### Action item
All records shown below should be given again, character for character.

### Provided records
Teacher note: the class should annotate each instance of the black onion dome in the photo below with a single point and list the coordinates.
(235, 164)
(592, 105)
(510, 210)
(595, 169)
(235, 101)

### Response to this task
Teacher note: the class should annotate each instance of the black onion dome in the photo below with a single point and list the coordinates.
(235, 164)
(592, 105)
(510, 210)
(595, 169)
(235, 101)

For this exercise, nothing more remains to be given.